_DO THIS:_
Return only this: the line with "In this photo, point at the paved" and all the lines that follow it below, through the final one, exactly as they are.

★ ★ ★ ★ ★ ★ ★

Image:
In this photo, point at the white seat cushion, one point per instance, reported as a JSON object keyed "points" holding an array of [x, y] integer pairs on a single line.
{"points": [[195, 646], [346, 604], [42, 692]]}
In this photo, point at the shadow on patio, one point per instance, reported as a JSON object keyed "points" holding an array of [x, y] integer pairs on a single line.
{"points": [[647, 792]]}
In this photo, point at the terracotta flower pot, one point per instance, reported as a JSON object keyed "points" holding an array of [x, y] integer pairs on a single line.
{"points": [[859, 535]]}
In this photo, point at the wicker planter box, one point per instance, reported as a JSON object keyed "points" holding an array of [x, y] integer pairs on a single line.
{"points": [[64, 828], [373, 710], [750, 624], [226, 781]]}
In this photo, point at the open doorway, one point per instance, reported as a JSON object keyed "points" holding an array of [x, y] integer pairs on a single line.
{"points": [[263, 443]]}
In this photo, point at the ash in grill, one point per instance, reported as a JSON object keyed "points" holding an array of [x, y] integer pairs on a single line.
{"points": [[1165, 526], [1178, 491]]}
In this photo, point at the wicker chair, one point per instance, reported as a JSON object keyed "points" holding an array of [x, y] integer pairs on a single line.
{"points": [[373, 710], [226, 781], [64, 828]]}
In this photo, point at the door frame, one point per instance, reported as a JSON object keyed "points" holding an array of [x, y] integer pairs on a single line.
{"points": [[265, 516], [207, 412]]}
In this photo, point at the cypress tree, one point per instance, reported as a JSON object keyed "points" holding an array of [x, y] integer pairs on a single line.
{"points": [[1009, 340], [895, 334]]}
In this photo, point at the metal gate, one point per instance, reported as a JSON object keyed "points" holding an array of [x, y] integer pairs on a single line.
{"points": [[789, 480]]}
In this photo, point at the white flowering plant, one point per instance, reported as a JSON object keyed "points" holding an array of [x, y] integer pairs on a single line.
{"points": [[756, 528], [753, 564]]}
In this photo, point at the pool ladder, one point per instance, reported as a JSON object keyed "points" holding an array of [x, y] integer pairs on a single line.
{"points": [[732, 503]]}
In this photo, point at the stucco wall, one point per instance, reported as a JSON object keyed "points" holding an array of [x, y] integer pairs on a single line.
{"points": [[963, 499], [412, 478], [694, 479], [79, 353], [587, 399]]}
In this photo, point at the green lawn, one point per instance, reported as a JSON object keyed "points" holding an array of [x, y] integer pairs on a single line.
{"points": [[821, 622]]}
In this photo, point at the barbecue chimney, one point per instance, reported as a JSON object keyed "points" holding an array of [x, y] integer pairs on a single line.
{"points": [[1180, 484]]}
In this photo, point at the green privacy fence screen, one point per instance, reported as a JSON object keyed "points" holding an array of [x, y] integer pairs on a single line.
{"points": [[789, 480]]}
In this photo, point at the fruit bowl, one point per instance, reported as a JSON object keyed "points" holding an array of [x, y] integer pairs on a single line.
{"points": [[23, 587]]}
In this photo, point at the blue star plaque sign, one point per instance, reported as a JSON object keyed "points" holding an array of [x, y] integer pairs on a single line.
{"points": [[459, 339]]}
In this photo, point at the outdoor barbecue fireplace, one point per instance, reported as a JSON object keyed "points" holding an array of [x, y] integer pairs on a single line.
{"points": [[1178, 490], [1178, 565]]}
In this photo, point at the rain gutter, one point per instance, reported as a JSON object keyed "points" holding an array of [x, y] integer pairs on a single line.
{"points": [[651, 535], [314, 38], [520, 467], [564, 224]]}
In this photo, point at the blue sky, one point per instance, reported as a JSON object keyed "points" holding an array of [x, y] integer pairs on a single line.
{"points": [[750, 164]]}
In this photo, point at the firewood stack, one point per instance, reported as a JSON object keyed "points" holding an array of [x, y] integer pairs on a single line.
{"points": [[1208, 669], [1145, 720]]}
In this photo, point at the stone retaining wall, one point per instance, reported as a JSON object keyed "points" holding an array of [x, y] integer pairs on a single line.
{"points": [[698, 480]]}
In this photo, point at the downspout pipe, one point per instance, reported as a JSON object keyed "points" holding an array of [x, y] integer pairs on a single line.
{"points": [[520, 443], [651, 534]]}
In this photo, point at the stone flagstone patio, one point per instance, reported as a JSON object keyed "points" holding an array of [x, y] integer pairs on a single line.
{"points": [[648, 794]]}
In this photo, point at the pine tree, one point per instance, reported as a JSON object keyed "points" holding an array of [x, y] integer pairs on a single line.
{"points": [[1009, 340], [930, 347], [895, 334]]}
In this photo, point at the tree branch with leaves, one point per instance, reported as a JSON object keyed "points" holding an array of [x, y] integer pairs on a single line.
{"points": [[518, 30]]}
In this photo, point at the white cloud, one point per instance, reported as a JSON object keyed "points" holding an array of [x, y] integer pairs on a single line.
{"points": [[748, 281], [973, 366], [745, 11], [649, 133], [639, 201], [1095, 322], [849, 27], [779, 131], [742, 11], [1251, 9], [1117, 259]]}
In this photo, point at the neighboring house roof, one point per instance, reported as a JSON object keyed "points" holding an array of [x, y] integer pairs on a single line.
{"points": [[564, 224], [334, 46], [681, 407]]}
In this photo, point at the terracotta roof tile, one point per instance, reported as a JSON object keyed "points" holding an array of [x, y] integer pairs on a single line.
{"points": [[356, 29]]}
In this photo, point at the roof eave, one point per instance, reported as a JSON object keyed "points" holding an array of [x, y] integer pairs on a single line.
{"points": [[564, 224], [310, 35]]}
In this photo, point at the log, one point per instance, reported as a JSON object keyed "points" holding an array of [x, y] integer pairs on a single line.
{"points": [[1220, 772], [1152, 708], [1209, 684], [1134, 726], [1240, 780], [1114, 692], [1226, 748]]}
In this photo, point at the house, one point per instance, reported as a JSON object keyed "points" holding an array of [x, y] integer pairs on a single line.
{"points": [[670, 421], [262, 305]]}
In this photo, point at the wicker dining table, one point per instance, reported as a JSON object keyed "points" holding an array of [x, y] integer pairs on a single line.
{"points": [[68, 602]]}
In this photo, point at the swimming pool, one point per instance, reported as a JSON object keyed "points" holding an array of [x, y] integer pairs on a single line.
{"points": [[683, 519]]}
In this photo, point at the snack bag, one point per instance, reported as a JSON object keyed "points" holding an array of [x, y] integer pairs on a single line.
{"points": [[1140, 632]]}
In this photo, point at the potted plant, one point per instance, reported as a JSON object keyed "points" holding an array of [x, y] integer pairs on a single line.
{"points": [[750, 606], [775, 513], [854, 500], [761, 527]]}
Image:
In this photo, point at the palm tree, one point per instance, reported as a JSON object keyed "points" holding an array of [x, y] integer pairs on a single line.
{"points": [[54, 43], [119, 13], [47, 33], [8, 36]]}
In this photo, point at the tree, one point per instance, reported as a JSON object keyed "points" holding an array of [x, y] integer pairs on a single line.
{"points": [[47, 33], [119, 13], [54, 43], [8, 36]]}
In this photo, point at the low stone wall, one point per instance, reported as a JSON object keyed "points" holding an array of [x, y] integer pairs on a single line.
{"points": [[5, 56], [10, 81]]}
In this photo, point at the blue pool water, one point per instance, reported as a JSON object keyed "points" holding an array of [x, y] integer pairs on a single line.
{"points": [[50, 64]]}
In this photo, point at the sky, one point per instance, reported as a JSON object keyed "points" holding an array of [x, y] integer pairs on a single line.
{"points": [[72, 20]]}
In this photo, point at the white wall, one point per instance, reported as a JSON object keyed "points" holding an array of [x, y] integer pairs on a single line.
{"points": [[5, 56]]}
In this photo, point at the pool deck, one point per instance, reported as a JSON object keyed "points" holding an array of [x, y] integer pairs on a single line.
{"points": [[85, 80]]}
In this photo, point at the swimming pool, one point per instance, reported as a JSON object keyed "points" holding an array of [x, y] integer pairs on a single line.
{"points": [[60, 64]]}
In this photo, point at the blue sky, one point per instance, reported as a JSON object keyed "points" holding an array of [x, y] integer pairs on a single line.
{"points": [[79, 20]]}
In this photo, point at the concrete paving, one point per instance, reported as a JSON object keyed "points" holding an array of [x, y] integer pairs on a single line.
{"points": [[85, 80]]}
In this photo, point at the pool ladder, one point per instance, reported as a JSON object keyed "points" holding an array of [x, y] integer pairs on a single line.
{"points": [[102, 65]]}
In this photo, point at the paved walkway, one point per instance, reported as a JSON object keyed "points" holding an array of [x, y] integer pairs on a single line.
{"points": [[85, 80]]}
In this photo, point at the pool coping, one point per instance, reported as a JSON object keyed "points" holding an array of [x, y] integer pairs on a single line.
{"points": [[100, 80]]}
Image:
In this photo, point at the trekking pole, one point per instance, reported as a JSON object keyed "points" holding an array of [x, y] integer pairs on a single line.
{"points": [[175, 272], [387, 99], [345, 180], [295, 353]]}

★ ★ ★ ★ ★ ★ ★

_EXERCISE RESPONSE:_
In this photo, point at the paved walkway, one point per instance, reported as a JSON object keyed "points" holding an array of [x, y] integer pairs on a single line.
{"points": [[85, 80]]}
In this photo, point at the pool coping, one point per instance, reported as a JSON object keyed "points" holding an array of [x, y] integer pairs on a single line.
{"points": [[100, 80]]}
Image:
In this photo, point at the trekking pole, one point per instance, reported as a JSON object keyed "points" holding an array of [x, y] integer pairs on a single line.
{"points": [[175, 272], [387, 99], [345, 180], [295, 353]]}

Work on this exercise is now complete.